### Task data ###

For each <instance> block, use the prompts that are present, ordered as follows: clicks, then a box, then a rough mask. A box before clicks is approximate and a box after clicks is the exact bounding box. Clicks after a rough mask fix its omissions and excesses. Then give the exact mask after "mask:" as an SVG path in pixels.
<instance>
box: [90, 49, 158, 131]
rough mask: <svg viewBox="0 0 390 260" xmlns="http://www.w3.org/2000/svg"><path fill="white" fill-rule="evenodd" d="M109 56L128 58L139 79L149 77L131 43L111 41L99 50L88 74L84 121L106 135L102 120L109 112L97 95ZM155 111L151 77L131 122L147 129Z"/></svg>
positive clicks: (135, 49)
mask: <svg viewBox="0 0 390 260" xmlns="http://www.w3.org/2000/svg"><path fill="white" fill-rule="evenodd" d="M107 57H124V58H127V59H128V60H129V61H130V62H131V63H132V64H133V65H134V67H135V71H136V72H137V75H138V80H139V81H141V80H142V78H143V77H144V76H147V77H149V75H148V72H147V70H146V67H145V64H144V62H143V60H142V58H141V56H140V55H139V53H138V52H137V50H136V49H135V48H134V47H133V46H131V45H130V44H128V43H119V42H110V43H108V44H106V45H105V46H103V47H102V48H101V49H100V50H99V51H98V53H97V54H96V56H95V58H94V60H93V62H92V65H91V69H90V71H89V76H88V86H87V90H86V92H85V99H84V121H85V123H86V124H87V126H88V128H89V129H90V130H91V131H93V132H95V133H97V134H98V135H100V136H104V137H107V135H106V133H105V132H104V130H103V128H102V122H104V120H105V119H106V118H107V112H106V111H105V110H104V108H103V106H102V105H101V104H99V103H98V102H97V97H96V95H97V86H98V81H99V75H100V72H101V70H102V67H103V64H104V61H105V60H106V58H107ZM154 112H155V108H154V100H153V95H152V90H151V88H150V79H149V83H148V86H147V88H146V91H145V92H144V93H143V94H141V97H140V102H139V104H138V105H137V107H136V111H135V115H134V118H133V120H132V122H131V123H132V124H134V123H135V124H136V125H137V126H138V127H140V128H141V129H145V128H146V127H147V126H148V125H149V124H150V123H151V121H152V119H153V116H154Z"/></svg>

###

Problem statement: Each entry above is to be transcribed without alteration.

Answer:
For each <instance> block, use the prompts that are present, ordered as follows: clicks, then a box, then a rough mask. A box before clicks is approximate and a box after clicks is the exact bounding box. Clicks after a rough mask fix its omissions and excesses. Then give the exact mask after "mask:" as an SVG path in pixels.
<instance>
box: [90, 49, 158, 131]
rough mask: <svg viewBox="0 0 390 260" xmlns="http://www.w3.org/2000/svg"><path fill="white" fill-rule="evenodd" d="M109 56L128 58L139 79L149 77L131 43L111 41L99 50L88 74L84 121L106 135L102 120L109 112L97 95ZM155 111L151 77L131 122L147 129Z"/></svg>
positive clicks: (135, 49)
mask: <svg viewBox="0 0 390 260" xmlns="http://www.w3.org/2000/svg"><path fill="white" fill-rule="evenodd" d="M107 57H124V58H127V59H128V60H129V61H130V62H131V63H132V64H133V65H134V67H135V71H136V72H137V75H138V80H139V81H141V80H142V78H143V77H144V76H147V77H149V75H148V72H147V70H146V67H145V64H144V62H143V60H142V58H141V56H140V55H139V53H138V52H137V50H136V49H135V48H134V47H133V46H131V45H130V44H128V43H119V42H110V43H108V44H106V45H105V46H103V47H102V48H101V49H100V50H99V51H98V53H97V54H96V56H95V58H94V60H93V62H92V65H91V69H90V71H89V76H88V86H87V90H86V92H85V99H84V121H85V123H86V124H87V126H88V128H89V129H90V130H91V131H93V132H95V133H97V134H98V135H100V136H104V137H107V135H106V133H105V132H104V130H103V128H102V122H104V120H105V119H106V118H107V112H106V111H105V110H104V108H103V106H102V105H101V104H99V103H98V102H97V97H96V95H97V86H98V81H99V75H100V72H101V70H102V67H103V64H104V61H105V60H106V58H107ZM154 112H155V108H154V100H153V95H152V90H151V88H150V79H149V83H148V86H147V88H146V91H145V92H144V93H143V94H141V97H140V102H139V104H138V105H137V107H136V111H135V115H134V118H133V120H132V122H131V123H132V124H134V123H135V124H136V125H137V126H138V127H140V128H141V129H145V128H146V127H147V126H148V125H149V124H150V123H151V121H152V119H153V116H154Z"/></svg>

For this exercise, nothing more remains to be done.